◆ **PROBLEM**
Present the listing below as a Markdown table with the columns Number and Entry, numbering each nonblank line in order and skipping blank lines. Leave the pictures out of the table.

— BEGIN SUPPLIED INFORMATION —

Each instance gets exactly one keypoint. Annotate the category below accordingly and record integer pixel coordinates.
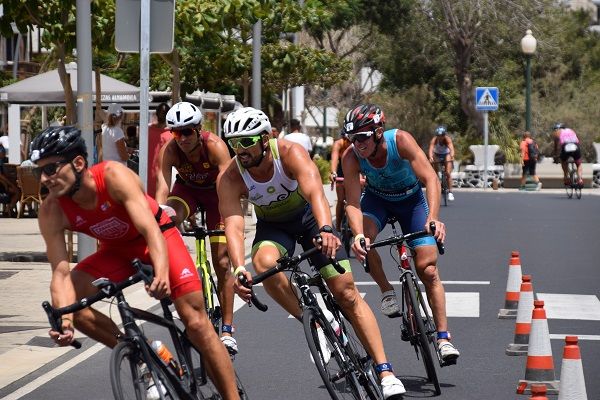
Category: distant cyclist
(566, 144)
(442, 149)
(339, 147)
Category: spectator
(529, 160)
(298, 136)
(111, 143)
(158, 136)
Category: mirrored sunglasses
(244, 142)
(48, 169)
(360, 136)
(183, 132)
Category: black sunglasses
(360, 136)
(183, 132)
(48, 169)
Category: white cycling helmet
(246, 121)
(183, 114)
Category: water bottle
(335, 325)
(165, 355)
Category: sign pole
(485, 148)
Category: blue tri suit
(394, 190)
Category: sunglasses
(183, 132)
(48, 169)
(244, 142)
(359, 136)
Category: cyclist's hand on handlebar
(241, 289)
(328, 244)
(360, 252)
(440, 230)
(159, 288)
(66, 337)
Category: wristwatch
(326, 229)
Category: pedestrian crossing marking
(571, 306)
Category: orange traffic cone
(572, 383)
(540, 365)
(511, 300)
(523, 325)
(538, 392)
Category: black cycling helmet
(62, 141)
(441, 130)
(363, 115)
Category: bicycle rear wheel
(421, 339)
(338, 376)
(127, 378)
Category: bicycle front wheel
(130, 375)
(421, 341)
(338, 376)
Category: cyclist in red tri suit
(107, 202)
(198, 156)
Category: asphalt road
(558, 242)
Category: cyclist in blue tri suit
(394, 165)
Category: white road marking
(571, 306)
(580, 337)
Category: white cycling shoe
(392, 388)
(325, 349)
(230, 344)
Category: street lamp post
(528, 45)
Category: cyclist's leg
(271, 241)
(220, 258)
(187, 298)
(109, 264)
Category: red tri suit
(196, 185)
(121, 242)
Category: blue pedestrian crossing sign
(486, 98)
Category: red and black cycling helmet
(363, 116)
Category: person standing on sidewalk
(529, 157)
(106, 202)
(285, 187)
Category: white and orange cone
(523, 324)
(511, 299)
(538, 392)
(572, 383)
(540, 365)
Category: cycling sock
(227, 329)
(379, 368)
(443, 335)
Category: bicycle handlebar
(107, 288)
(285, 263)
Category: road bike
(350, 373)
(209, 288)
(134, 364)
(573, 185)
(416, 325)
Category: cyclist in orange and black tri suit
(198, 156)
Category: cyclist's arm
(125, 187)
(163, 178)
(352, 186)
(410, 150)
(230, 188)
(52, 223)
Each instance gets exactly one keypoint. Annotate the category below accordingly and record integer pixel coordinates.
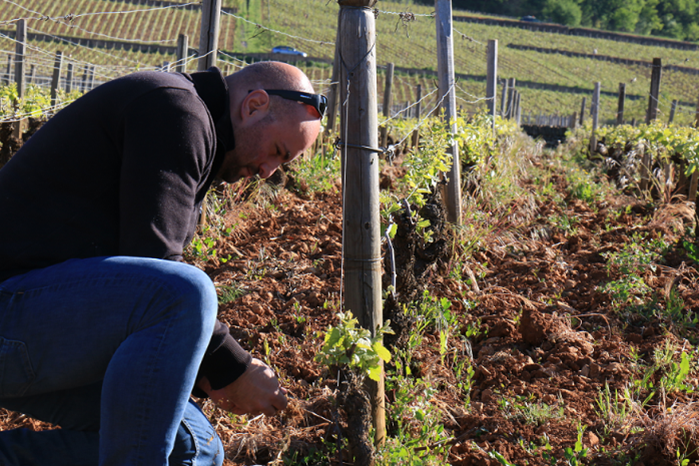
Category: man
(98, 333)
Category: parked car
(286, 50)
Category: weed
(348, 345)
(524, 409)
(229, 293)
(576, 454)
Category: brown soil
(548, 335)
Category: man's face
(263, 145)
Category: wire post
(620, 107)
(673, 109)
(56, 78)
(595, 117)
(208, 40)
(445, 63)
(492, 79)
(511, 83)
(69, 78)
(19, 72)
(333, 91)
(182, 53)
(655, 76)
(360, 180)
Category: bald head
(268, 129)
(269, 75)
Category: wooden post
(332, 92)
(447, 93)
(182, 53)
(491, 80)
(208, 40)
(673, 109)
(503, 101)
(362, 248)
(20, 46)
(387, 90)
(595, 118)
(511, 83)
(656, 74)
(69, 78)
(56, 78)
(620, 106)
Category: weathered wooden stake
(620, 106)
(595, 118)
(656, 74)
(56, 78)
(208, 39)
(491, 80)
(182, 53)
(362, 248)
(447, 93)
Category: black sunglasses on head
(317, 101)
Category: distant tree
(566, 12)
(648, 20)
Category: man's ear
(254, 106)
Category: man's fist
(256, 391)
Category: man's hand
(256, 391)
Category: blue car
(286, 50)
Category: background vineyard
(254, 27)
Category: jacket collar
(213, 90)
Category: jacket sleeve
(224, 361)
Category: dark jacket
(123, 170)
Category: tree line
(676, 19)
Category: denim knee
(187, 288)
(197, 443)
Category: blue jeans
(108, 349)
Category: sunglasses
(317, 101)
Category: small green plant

— END SUPPLIED INFORMATION —

◆ **EXERCISE OUTPUT**
| Number | Entry |
|---|---|
| 1 | Each instance gets exactly one keypoint. Annotate the category below accordingly and record integer pixel coordinates. |
| 2 | Category: distant cyclist |
| 3 | (566, 144) |
| 4 | (442, 149) |
| 5 | (339, 147) |
| 6 | Category: spectator |
| 7 | (529, 160) |
| 8 | (298, 136) |
| 9 | (111, 143) |
| 10 | (158, 136) |
| 11 | Category: mirrored sunglasses |
| 12 | (244, 142) |
| 13 | (48, 169) |
| 14 | (360, 136) |
| 15 | (183, 132) |
| 16 | Category: black sunglasses |
| 17 | (360, 136) |
| 18 | (183, 132) |
| 19 | (48, 169) |
| 20 | Category: white cycling helmet |
| 21 | (246, 121) |
| 22 | (183, 114) |
| 23 | Category: water bottle |
| 24 | (335, 325) |
| 25 | (165, 355) |
| 26 | Category: sign pole |
| 27 | (485, 148) |
| 28 | Category: blue tri suit |
| 29 | (394, 190) |
| 30 | Category: sunglasses |
| 31 | (183, 132) |
| 32 | (48, 169) |
| 33 | (244, 142) |
| 34 | (359, 136) |
| 35 | Category: cyclist's hand on handlebar |
| 36 | (241, 289) |
| 37 | (328, 244) |
| 38 | (360, 252) |
| 39 | (440, 230) |
| 40 | (159, 288) |
| 41 | (66, 337) |
| 42 | Category: wristwatch |
| 43 | (326, 229) |
| 44 | Category: pedestrian crossing marking |
| 45 | (571, 306) |
| 46 | Category: orange traffic cone |
| 47 | (572, 383) |
| 48 | (540, 365) |
| 49 | (511, 300) |
| 50 | (523, 325) |
| 51 | (538, 392) |
| 52 | Category: black cycling helmet |
| 53 | (62, 141) |
| 54 | (441, 130) |
| 55 | (363, 115) |
| 56 | Category: bicycle rear wheel |
| 57 | (421, 339) |
| 58 | (338, 376) |
| 59 | (127, 378) |
| 60 | Category: bicycle front wheel |
| 61 | (130, 375) |
| 62 | (421, 341) |
| 63 | (338, 376) |
| 64 | Category: cyclist in red tri suit |
| 65 | (107, 202) |
| 66 | (198, 156) |
| 67 | Category: asphalt road |
| 68 | (558, 242) |
| 69 | Category: cyclist in blue tri suit |
| 70 | (394, 165) |
| 71 | Category: white road marking |
| 72 | (571, 306) |
| 73 | (580, 337) |
| 74 | Category: white cycling shoe |
| 75 | (392, 388) |
| 76 | (325, 349) |
| 77 | (230, 344) |
| 78 | Category: street lamp post |
| 79 | (528, 45) |
| 80 | Category: cyclist's leg |
| 81 | (271, 241) |
| 82 | (220, 258) |
| 83 | (187, 298) |
| 84 | (109, 264) |
| 85 | Category: red tri suit |
| 86 | (196, 185) |
| 87 | (121, 242) |
| 88 | Category: blue pedestrian crossing sign |
| 89 | (486, 98) |
| 90 | Category: red and black cycling helmet |
| 91 | (363, 116) |
| 92 | Category: person standing on sidewalk |
| 93 | (529, 157) |
| 94 | (106, 202) |
| 95 | (285, 187) |
| 96 | Category: white and orange cone |
| 97 | (523, 324) |
| 98 | (511, 299) |
| 99 | (538, 392) |
| 100 | (572, 383) |
| 101 | (540, 365) |
| 102 | Category: cycling sock |
| 103 | (227, 329) |
| 104 | (379, 368) |
| 105 | (443, 335) |
| 106 | Category: bicycle handlebar |
| 107 | (107, 288) |
| 108 | (285, 263) |
| 109 | Category: road bike |
| 110 | (350, 373) |
| 111 | (209, 288) |
| 112 | (134, 364) |
| 113 | (573, 185) |
| 114 | (416, 325) |
| 115 | Category: cyclist in orange and black tri suit |
| 116 | (198, 156) |
| 117 | Category: cyclist's arm |
| 118 | (125, 187) |
| 119 | (163, 178) |
| 120 | (352, 186) |
| 121 | (410, 150) |
| 122 | (230, 188) |
| 123 | (52, 223) |
| 124 | Each instance gets exactly one keypoint. Annotate the category below accordingly and record integer pixel coordinates. |
| 125 | Category: man |
| 126 | (98, 333) |
| 127 | Category: parked car |
| 128 | (286, 50) |
| 129 | Category: weed |
| 130 | (348, 345) |
| 131 | (524, 409) |
| 132 | (229, 293) |
| 133 | (576, 454) |
| 134 | Category: brown soil |
| 135 | (548, 335) |
| 136 | Category: man's face |
| 137 | (263, 145) |
| 138 | Category: wire post |
| 139 | (620, 107) |
| 140 | (673, 109) |
| 141 | (56, 78) |
| 142 | (595, 117) |
| 143 | (208, 40) |
| 144 | (445, 63) |
| 145 | (492, 79) |
| 146 | (511, 83) |
| 147 | (69, 78) |
| 148 | (19, 72) |
| 149 | (333, 91) |
| 150 | (182, 53) |
| 151 | (655, 76) |
| 152 | (360, 180) |
| 153 | Category: bald head |
| 154 | (268, 129) |
| 155 | (269, 75) |
| 156 | Category: wooden post |
| 157 | (332, 92) |
| 158 | (447, 93) |
| 159 | (182, 53) |
| 160 | (491, 80) |
| 161 | (208, 40) |
| 162 | (673, 109) |
| 163 | (503, 101) |
| 164 | (362, 248) |
| 165 | (20, 46) |
| 166 | (387, 90) |
| 167 | (595, 118) |
| 168 | (511, 83) |
| 169 | (656, 74) |
| 170 | (69, 78) |
| 171 | (56, 78) |
| 172 | (620, 106) |
| 173 | Category: weathered wooden stake |
| 174 | (620, 106) |
| 175 | (595, 118) |
| 176 | (656, 74) |
| 177 | (56, 78) |
| 178 | (208, 39) |
| 179 | (491, 80) |
| 180 | (182, 53) |
| 181 | (362, 248) |
| 182 | (447, 93) |
| 183 | Category: black sunglasses on head |
| 184 | (317, 101) |
| 185 | Category: distant tree |
| 186 | (566, 12) |
| 187 | (648, 20) |
| 188 | Category: man's ear |
| 189 | (254, 106) |
| 190 | Category: man's fist |
| 191 | (256, 391) |
| 192 | Category: man's hand |
| 193 | (256, 391) |
| 194 | Category: blue car |
| 195 | (286, 50) |
| 196 | Category: background vineyard |
| 197 | (254, 27) |
| 198 | Category: jacket collar |
| 199 | (213, 90) |
| 200 | Category: jacket sleeve |
| 201 | (224, 361) |
| 202 | Category: dark jacket |
| 203 | (123, 170) |
| 204 | Category: tree line |
| 205 | (676, 19) |
| 206 | Category: denim knee |
| 207 | (187, 288) |
| 208 | (197, 443) |
| 209 | Category: blue jeans |
| 210 | (108, 349) |
| 211 | Category: sunglasses |
| 212 | (317, 101) |
| 213 | Category: small green plant |